[start Data in this exercise]

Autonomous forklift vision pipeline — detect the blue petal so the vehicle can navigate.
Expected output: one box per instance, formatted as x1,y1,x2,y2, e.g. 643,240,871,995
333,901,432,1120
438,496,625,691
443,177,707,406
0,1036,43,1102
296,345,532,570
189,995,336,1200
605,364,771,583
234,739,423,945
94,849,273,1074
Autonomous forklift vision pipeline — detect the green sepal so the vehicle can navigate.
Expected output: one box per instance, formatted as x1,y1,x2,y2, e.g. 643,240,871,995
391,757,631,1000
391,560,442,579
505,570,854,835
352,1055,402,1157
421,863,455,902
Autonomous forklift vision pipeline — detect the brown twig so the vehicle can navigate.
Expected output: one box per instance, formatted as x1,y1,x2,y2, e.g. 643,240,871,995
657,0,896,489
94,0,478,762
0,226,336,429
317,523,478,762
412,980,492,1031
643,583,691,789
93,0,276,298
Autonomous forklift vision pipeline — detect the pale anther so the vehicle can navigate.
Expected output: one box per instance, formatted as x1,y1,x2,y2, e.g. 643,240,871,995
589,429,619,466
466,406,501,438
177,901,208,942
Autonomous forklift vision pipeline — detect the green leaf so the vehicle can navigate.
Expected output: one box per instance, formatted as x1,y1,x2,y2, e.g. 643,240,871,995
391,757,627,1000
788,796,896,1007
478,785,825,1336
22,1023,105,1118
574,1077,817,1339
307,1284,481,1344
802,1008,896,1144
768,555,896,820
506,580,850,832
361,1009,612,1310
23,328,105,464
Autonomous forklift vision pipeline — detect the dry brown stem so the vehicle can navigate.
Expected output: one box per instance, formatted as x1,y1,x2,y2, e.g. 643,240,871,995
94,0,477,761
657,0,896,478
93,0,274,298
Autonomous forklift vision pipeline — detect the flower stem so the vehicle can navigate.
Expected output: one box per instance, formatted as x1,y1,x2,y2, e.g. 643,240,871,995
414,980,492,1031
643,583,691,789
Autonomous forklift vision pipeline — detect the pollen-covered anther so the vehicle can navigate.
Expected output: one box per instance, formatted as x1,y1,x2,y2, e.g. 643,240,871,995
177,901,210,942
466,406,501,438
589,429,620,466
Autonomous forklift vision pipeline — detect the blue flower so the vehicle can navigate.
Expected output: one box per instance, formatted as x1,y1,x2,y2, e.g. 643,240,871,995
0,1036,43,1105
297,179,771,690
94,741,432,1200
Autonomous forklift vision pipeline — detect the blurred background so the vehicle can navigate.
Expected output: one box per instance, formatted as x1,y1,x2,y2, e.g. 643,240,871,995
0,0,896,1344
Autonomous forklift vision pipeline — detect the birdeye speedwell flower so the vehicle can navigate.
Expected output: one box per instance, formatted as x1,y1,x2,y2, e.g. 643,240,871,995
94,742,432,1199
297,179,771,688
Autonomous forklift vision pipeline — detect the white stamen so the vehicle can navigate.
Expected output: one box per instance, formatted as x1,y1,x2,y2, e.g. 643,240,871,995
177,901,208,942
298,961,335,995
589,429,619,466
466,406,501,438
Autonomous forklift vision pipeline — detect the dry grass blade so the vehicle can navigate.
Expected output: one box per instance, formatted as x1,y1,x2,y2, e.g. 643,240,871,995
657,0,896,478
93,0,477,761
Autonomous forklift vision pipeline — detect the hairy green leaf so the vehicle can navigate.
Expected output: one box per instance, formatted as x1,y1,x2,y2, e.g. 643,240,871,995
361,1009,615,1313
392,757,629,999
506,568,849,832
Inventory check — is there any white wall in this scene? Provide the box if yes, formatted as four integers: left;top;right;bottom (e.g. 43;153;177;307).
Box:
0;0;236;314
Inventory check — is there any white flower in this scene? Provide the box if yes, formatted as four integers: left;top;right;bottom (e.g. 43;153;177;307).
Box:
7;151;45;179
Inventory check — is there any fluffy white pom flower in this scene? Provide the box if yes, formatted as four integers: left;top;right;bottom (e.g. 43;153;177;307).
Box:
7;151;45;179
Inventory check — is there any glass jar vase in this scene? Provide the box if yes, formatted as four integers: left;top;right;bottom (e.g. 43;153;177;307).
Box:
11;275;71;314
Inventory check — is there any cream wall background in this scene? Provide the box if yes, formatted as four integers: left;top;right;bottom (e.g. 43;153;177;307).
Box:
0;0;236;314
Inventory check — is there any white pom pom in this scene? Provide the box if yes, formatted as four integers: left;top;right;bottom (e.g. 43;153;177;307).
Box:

[end Data in this exercise]

▶ **Problem to solve**
Copy out all of the records above with nothing altered.

▶ **Output below**
Autonomous forklift vision pipeline — detect the blue petal so the vehicle can navigate.
Expected output: one box per instance, formatted as x1,y1,x2,y2, e.g. 643,240,871,995
333,901,432,1120
438,496,625,691
443,177,707,406
0,1036,43,1102
296,345,532,570
189,995,336,1200
605,364,771,583
234,739,423,945
94,849,273,1074
Autonomous forklift vision pipeline — detect the green sepal so the vehicle can navigate.
Expected output: one box per instance, formatted as x1,y1,x2,y2, e.g. 643,240,871,995
391,757,631,1000
391,560,442,579
505,570,854,835
352,1055,402,1157
421,863,455,902
Autonomous forklift vision pipeline — detect the brown twig so the vehicle can navigate.
Expected output: one box per instance, formatted as x1,y1,x2,y2, e.g. 643,240,871,995
657,0,896,489
94,0,478,762
0,226,336,429
317,523,478,762
412,980,492,1031
643,583,691,789
93,0,276,298
Autonomous forklift vision pipeline — detect the pale anther so the vehicle can navigate.
Expected output: one box per instance, formatted as x1,y1,x2,y2, e.g. 643,240,871,995
589,429,619,466
466,406,501,438
177,901,208,942
Autonomous forklift vision pipeline — detect the green leaf so the vehicle can navigate.
Expected output: one box per instance, formatted as x1,y1,x2,y2, e.g. 643,240,871,995
391,757,627,1000
788,796,896,1007
478,785,825,1336
22,1023,105,1118
574,1077,817,1339
307,1284,481,1344
802,1008,896,1144
768,555,896,820
506,580,850,832
361,1009,612,1310
23,328,105,464
Autonomous forklift vision pipeline — detect the dry brown stem so the vehicle can navigate.
Expected output: one box per instance, formatted as x1,y1,x2,y2, e.g. 643,240,871,995
94,0,477,761
657,0,896,478
93,0,274,298
Autonomous forklift vision pipeline — detect the flower stem so the vehicle can navigate.
Expected output: one box per instance, formatted as x1,y1,x2,y2, e.g. 643,240,871,995
414,980,492,1031
643,583,691,789
Autonomous forklift vision pipeline — detect the pollen-covered anther so the vehicle can navigate.
Expected output: one box per instance, formatted as x1,y1,x2,y2, e.g. 643,240,871,995
177,901,210,942
466,406,501,438
589,429,620,466
Autonomous forklift vision pipeline — detect the blue flower so the vehicle can navigate.
Expected output: one box per instance, formatted as x1,y1,x2,y2, e.g. 643,240,871,995
0,1036,43,1105
297,179,771,690
94,741,432,1200
Autonomous forklift vision pipeline — detect the blurred background so the vehicle can navigate.
Expected output: one box per instance, formatted as x1,y1,x2,y2, e.g. 643,240,871,995
0,0,896,1344
Autonomous forklift vision pipeline — detect the birdeye speedwell flower so the vehicle can navigate.
Expected output: one box per instance, formatted as x1,y1,x2,y2, e.g. 643,240,871,995
94,742,432,1199
297,179,771,688
Autonomous forklift vision pipeline — detect the white stamen so the vehicle can navigate.
Expected output: one box per instance, formatted as x1,y1,x2,y2, e.g. 643,240,871,995
177,901,208,942
298,961,335,995
589,429,619,466
466,406,501,438
Autonomous forklift vision pipeline — detect the dry grass blade so the vehicle can navigate.
Expected output: one box per instance, formatted as x1,y1,x2,y2, e.g. 643,240,871,995
657,0,896,478
93,0,477,761
Autonomous forklift vision pipeline — detect the hairy green leaf so the vehicle can navigate.
Expected output: one box per instance, formatted as x1,y1,x2,y2, e.g. 643,240,871,995
361,1009,615,1313
392,757,629,999
506,568,849,832
Inventory check — is there any white wall in this scene? Provide the box if yes, formatted as four integers: left;top;right;bottom (e.g. 43;153;177;307).
Box:
0;0;236;314
Inventory check — is there any white flower in this scene? Provide the box if yes, formatted as four integers: left;top;right;bottom (e.g. 43;153;177;307).
Box:
7;151;45;179
Inventory check — is there any fluffy white pom flower in this scene? Provide the box if yes, formatted as four integers: left;top;right;bottom (e.g. 43;153;177;307).
Box:
7;151;45;179
Inventory check — is there any glass jar vase in this scene? Provide the box if yes, formatted as four integers: left;top;right;bottom (e.g. 43;153;177;307).
Box:
11;275;71;314
Inventory check — is there any cream wall background in this scene? Provide the box if yes, formatted as four integers: left;top;right;bottom (e.g. 43;153;177;307).
Box:
0;0;236;314
Inventory check — is there any white pom pom in this scene? Provide the box if yes, formatted as four integers: left;top;right;bottom (e.g. 43;153;177;307).
Box:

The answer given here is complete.